* START Given records *

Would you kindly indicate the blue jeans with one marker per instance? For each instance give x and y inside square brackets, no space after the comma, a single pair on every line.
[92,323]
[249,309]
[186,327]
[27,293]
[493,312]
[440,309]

* END Given records *

What you have to do: Retype the data above line for line, keeping every character unchanged.

Answer to the task:
Would you kindly indicate the blue jeans with one marker per instance? For each instance give x and y inside square brackets, no space after the comma, a single pair on every line.
[92,323]
[249,309]
[186,327]
[27,293]
[493,312]
[440,309]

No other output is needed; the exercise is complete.